» **EXTRAIT DU TEXTE**
• • • • • • •

Adam avait pris une part active dans les manifestations de Maliens devant la BBC pour amplifier le combat des démocrates de l’intérieur pour le multipartisme. Ce jour de décembre 1990 quand Kadiatou Sow Salaama, Drissa Diakité et Oumar Mariko étaient à la tête de l’historique manifestation. « Demokarasi, I San bè, San bè , les Maliens de Londres ameutaient la presse britannique, la BBC en particulier pour donner de l’écho au combat des forces démocratiques de l’ intérieur! Contre la répression au Mali, les manifestants londoniens allumaient des bougies devant les portes de la célèbre radio. Dans cette lutte, nous recevions le soutien de panafricanistes ghanéens comme Nicholas Atempugré ou Napoléon Abdulaï, nouvel ambassadeur désigné du pays de l’Osagyefo au Mali!

Pivot et ciment du clan Thiam, Adam était dehors une passerelle humaine, regroupant, faisant se rencontrer et recevant chez lui les gens aux parcours les plus variés, souvent très contradictoires.

Il aimait les enfants. Pas seulement les siens. Pas seulement ceux de ses frères et sœurs. Il aimait les enfants des autres, ceux de ses amis, les miens en particulier!

Le Mali était sa passion. Adam aimait son pays et son peuple. Des gens de toutes conditions étaient dans sa proximité. Il avait à cœur notre vieux pays tant ballotté, si malheureux.

Il abhorrait l’injustice, l’incompétence et la médiocrité.

• • • • • • •

» **CONSIGNES DE TRAVAIL**
1. Renvoyez tel quel le passage de l'extrait sur Adam qui commence par "Le Mali était" et se poursuit jusqu'à "et la médiocrité.".
2. Reprenez le texte sur Adam et le Mali là où il s'arrête et poursuivez-le.

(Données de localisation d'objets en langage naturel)
• • • • • • •

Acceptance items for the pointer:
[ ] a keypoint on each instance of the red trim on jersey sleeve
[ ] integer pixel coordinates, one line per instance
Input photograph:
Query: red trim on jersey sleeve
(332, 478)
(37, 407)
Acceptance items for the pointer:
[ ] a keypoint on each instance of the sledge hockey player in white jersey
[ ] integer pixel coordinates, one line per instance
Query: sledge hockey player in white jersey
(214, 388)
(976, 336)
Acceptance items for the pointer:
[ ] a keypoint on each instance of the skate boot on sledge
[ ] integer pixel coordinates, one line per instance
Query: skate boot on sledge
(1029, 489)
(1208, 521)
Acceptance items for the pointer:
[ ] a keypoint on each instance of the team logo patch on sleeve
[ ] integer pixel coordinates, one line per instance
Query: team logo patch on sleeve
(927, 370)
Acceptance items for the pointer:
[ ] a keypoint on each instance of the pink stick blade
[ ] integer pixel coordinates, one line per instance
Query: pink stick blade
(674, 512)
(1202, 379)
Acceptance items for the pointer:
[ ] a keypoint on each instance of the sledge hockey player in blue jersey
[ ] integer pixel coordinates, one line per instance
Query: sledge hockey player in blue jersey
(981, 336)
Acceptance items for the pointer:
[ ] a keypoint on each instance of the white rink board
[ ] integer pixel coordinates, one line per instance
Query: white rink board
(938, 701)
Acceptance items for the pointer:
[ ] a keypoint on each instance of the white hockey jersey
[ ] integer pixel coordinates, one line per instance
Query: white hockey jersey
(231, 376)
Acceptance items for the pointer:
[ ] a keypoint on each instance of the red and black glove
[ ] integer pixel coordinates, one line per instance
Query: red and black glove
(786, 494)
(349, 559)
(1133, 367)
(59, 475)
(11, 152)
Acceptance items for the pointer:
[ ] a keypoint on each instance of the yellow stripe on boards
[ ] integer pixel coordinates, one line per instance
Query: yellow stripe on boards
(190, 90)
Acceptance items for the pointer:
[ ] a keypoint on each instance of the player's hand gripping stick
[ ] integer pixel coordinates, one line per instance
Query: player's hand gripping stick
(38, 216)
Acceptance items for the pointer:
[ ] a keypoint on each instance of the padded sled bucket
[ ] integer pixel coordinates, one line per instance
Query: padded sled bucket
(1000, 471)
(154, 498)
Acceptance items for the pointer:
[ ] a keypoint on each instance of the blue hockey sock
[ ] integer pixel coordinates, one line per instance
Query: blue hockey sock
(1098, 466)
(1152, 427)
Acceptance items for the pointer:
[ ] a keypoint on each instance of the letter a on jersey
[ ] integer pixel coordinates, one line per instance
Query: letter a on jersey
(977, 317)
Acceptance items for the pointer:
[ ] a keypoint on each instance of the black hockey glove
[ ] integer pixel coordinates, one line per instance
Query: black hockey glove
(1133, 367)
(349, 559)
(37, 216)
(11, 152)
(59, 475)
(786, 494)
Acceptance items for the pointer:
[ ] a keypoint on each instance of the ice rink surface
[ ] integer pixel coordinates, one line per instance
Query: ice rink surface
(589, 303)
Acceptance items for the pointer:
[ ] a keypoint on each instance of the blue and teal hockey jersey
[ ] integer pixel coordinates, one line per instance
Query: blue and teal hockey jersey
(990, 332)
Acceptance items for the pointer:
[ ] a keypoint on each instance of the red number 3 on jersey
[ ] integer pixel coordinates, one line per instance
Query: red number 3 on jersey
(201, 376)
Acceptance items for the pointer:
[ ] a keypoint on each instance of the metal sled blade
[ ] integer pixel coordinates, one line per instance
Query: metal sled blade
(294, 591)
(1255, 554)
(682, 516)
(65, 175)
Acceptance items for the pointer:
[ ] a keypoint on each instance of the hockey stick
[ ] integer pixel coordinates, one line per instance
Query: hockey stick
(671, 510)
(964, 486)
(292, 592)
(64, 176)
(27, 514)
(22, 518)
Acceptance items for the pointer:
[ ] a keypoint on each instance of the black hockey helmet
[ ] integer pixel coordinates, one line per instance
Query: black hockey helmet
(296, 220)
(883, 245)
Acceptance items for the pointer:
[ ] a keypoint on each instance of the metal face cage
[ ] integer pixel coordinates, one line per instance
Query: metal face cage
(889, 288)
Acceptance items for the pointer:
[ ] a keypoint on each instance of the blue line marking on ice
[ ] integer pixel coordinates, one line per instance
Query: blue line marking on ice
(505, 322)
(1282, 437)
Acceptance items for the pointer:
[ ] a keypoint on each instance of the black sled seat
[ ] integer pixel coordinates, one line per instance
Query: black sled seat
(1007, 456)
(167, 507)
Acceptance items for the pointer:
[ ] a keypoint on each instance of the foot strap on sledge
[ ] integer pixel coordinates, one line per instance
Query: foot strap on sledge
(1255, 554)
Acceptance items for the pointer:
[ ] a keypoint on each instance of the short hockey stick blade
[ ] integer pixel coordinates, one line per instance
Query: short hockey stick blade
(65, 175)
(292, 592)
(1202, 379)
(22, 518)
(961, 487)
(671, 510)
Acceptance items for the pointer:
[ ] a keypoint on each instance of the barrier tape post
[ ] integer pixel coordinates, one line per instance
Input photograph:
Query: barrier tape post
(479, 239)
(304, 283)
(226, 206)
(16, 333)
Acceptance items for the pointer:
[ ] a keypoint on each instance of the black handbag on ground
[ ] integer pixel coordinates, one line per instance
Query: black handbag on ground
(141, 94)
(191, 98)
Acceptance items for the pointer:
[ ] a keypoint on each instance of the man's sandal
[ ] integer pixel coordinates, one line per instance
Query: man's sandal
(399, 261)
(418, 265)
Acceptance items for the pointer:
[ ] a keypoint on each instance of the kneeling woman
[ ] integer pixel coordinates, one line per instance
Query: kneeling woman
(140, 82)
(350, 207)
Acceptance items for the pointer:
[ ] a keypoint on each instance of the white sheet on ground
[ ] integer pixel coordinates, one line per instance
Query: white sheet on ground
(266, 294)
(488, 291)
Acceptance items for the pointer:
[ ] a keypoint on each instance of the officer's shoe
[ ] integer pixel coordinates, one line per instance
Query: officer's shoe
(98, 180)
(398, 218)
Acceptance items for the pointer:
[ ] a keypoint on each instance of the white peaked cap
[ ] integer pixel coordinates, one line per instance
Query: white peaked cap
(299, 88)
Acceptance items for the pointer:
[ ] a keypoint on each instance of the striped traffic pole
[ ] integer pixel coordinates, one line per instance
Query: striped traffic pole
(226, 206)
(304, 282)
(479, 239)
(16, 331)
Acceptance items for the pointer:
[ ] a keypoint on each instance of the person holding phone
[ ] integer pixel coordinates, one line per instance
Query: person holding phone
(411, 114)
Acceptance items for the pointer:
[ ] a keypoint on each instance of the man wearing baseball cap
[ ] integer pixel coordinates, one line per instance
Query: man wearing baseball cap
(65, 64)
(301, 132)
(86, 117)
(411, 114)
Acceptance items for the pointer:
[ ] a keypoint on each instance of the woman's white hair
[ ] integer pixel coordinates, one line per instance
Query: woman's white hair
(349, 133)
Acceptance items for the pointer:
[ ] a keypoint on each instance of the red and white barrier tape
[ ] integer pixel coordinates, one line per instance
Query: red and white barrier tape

• • • • • • •

» **RÉPONSES ATTENDUES**
1.
Le Mali était sa passion. Adam aimait son pays et son peuple. Des gens de toutes conditions étaient dans sa proximité. Il avait à cœur notre vieux pays tant ballotté, si malheureux.

Il abhorrait l’injustice, l’incompétence et la médiocrité.

2.
Il a conseillé les présidents de la 3e République et ceux des deux transitions, sans jamais perdre sa liberté de jugement, sans jamais perdre sa capacité de donner un avis dissident.

Adam,

Ces derniers mois ont été très éprouvants. Les rangs se sont, au fil des semaines, clairsemés: il y a eu Larbo Lamine, le 4 novembre, puis, il y’a eu Saïdou Assama Bati, le 22 décembre, puis il y a eu Soumaïla Cissé, le 25, Tavarich Demba, le 28 …. et aujourd’hui, toi….

Nous nous inclinons devant le Seigneur des mondes et acceptons sa volonté!

Maintenant qu’approche l’heure de quitter pour de bon Ayaki, Jaffar, Atcha, Thierno Ahmed et Badjénéba, pars, rassuré, vas, tranquille, nous te faisons ce serment:

Tant qu’ il nous restera un souffle de vie, nous n’abandonnerons pas le combat pour le Mali et pour l’ Afrique, nous ferons le Mali, nous ferons l’ Afrique!

Qu’Allah t’accueille dans sa Sainte Demeure, là où sont reçus ceux qui aiment leur pays, ceux qui assistent leurs parents, ceux qui ont de la compassion pour les nécessiteux, ceux qui ont pitié des pauvres et du Mali.

Que la terre du Mali que tu as tant chérie, te soit légère!

Bamako, le 21 mars 2021.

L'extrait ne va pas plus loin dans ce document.